Recorded data

■ ■ ■ ■ ■ ■ ■

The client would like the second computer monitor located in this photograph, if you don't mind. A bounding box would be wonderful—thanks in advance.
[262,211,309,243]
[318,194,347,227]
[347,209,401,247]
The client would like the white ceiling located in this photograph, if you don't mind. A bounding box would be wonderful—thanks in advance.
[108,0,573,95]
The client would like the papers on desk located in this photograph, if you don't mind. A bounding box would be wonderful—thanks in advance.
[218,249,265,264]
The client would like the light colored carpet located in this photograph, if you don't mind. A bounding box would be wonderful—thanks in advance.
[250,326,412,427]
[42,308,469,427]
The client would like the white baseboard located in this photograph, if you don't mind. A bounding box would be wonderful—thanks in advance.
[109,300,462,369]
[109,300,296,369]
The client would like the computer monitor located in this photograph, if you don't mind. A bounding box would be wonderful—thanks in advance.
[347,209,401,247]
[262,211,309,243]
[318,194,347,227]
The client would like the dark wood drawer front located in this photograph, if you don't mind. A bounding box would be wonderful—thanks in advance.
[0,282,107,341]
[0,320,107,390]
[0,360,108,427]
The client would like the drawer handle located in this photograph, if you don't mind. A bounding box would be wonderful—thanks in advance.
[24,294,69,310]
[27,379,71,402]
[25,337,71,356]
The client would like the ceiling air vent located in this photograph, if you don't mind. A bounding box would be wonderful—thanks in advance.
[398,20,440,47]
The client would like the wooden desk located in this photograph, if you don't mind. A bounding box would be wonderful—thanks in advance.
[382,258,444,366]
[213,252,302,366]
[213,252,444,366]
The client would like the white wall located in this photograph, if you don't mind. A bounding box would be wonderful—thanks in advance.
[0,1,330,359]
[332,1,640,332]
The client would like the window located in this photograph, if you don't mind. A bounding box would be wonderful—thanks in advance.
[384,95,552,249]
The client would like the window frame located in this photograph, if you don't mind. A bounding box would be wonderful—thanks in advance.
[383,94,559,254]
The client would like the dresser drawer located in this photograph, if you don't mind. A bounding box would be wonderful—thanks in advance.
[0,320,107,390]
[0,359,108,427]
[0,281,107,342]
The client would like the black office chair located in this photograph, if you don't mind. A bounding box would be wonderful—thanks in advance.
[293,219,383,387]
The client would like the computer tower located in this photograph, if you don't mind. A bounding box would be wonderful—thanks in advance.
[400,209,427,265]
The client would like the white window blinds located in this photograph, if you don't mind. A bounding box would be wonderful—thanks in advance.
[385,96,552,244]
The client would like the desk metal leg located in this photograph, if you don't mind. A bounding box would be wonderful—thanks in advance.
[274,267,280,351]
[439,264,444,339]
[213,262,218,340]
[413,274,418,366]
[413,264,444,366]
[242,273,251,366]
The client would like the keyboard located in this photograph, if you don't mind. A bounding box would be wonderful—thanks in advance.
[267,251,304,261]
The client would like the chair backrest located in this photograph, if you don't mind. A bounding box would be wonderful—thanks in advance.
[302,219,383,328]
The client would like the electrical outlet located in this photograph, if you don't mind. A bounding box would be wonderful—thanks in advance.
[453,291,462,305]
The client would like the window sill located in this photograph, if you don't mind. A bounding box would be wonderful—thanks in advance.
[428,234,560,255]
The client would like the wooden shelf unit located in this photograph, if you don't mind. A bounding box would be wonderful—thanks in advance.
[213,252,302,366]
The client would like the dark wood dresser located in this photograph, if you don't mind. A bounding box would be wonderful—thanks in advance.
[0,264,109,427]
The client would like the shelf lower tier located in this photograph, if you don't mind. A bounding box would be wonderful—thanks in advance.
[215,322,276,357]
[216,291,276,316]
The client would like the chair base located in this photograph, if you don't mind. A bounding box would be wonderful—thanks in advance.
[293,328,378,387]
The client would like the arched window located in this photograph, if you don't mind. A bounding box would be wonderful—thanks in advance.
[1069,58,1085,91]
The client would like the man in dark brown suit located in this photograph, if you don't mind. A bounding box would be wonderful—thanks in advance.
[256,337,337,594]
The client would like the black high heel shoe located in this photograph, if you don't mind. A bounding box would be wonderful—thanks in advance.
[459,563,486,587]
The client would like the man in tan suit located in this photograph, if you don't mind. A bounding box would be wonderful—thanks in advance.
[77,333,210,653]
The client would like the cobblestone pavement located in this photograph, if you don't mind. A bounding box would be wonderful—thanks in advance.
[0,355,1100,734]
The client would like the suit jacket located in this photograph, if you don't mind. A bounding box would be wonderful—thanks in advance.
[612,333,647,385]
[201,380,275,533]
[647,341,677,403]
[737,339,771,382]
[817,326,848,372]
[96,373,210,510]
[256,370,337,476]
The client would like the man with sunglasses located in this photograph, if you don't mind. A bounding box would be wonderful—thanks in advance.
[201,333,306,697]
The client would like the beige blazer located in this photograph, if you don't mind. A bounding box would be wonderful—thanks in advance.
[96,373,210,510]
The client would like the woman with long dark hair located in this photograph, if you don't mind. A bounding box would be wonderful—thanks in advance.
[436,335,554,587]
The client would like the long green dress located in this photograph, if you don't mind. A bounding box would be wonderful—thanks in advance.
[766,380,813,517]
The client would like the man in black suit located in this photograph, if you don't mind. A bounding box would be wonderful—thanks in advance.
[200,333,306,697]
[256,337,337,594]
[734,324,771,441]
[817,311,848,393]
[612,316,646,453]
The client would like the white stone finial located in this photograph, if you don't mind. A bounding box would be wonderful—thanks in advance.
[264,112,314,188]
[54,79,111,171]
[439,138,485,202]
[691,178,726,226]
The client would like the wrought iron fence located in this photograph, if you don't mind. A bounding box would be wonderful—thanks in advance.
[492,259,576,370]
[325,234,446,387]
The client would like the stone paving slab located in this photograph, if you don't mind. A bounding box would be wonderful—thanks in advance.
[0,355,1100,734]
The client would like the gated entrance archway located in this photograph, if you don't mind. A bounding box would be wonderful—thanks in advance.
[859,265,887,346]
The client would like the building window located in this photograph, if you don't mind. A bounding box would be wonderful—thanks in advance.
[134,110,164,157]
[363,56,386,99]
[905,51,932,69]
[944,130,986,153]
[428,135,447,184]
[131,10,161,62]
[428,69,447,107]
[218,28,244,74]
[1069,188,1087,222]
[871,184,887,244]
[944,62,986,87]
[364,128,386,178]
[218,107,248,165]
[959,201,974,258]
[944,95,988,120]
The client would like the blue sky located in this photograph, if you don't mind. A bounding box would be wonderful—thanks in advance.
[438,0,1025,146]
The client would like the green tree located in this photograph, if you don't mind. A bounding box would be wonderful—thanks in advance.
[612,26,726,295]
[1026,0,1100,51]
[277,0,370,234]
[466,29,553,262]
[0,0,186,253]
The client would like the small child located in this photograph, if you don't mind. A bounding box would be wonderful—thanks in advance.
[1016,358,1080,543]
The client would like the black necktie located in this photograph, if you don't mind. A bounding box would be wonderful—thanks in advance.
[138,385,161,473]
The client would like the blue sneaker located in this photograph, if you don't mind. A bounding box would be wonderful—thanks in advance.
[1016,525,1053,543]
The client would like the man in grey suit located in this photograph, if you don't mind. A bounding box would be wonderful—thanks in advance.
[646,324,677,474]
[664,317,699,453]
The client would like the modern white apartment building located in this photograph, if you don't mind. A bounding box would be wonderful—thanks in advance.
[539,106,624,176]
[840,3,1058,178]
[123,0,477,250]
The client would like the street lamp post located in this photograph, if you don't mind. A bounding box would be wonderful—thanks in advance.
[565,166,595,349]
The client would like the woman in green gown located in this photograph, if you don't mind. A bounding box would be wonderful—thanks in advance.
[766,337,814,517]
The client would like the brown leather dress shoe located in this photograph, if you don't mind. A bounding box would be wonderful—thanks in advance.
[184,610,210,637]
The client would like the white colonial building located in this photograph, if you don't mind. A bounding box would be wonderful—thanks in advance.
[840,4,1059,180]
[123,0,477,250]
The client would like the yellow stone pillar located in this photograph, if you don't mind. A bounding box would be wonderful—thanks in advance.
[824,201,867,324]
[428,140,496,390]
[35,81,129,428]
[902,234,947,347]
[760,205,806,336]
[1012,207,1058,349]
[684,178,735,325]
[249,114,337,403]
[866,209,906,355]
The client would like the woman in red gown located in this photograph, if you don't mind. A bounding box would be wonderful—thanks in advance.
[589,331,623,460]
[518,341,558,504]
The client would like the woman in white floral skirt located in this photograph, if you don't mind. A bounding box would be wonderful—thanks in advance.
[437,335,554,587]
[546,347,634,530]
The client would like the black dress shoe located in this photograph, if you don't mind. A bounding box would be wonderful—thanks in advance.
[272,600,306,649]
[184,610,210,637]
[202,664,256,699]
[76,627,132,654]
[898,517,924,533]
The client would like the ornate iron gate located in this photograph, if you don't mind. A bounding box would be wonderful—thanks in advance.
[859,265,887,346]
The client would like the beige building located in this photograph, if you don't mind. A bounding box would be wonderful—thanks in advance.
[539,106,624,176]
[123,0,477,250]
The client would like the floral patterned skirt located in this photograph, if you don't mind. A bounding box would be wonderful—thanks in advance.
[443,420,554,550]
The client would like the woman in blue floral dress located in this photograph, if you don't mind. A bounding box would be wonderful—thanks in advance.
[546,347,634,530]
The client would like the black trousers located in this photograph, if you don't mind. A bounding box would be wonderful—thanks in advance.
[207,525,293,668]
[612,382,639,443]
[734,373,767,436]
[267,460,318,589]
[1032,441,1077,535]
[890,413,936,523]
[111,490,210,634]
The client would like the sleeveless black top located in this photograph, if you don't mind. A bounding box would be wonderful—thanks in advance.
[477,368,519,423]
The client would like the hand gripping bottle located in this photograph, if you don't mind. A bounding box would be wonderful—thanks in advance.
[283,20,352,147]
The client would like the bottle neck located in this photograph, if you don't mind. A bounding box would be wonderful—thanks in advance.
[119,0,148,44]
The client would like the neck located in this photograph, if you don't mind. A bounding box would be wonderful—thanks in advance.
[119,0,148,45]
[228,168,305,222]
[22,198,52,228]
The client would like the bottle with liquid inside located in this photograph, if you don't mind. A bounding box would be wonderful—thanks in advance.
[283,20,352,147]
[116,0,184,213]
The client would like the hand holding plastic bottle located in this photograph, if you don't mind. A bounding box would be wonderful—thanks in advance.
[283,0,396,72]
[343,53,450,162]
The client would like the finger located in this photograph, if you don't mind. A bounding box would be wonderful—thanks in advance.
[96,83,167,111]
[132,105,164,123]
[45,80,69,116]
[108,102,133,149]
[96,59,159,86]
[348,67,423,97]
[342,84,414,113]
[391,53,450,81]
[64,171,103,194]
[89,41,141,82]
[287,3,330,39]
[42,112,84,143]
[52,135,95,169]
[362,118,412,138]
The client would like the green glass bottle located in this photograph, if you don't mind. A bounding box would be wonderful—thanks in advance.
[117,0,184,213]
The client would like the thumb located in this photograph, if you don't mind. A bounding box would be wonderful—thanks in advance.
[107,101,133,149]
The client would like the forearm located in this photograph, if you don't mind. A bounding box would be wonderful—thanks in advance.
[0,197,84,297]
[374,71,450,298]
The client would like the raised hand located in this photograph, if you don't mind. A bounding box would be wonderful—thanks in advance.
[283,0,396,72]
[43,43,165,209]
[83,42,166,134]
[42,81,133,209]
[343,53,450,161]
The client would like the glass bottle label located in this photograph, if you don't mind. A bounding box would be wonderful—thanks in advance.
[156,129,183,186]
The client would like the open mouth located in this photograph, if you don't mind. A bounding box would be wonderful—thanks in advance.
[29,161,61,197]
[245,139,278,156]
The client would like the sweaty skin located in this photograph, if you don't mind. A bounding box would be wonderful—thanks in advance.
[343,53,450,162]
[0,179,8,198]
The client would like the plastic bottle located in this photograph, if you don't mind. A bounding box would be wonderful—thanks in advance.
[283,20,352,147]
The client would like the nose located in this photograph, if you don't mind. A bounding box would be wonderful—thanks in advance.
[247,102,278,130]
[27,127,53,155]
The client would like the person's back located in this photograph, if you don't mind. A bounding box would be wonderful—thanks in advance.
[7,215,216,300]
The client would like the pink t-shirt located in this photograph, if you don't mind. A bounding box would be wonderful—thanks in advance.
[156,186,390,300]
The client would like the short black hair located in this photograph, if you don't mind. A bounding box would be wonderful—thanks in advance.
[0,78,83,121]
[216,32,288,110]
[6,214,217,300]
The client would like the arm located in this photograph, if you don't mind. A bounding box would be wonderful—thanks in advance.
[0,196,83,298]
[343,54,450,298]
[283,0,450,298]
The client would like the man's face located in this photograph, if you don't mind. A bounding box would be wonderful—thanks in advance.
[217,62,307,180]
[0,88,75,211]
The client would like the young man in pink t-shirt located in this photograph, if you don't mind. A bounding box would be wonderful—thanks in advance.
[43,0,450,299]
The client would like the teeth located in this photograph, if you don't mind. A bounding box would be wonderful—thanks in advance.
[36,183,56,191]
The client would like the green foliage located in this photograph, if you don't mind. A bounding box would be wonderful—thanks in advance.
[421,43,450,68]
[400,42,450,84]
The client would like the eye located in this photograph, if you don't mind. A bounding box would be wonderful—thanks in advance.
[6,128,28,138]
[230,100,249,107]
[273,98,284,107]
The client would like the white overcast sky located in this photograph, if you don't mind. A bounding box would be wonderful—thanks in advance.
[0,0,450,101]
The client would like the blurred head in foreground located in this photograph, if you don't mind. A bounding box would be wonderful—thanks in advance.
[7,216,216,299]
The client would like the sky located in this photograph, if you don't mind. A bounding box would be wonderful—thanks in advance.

■ ■ ■ ■ ■ ■ ■

• **Problem to solve**
List the rows as a numbered list, starting at the line containing "The client would like the dresser" and ending at the line containing "[302,219,383,328]", both included, with blank lines omitted.

• **Expected answer**
1. The client would like the dresser drawer located in this photograph, if you don't mind. A bounding box would be wonderful—thanks in advance.
2. [0,320,107,390]
3. [0,359,108,427]
4. [0,281,107,342]
5. The client would like the black office chair located in this photograph, if you don't mind. A bounding box would be wonderful—thanks in advance.
6. [293,219,383,387]
7. The client would like the computer tower located in this photograph, if you don't mind. A bounding box would be wonderful—thanks in advance.
8. [400,209,427,265]
9. The client would like the white window blinds located in this photograph, if you don't mind. A bounding box would be wonderful—thanks in advance.
10. [385,96,552,244]
11. The client would like the desk metal leg located in this photograph, if you don't mind. A bounding box would be wonderful—thanks in advance.
12. [274,267,280,351]
13. [439,264,444,339]
14. [213,262,218,340]
15. [413,274,418,366]
16. [413,264,444,366]
17. [242,273,251,366]
18. The client would like the keyboard located in this photograph, if you don't mind. A bounding box would be wonderful—thanks in advance.
19. [267,251,304,261]
20. The client would like the chair backrest located in this photograph, if you don't mind. A bounding box would be wonderful—thanks in advance.
21. [302,219,383,328]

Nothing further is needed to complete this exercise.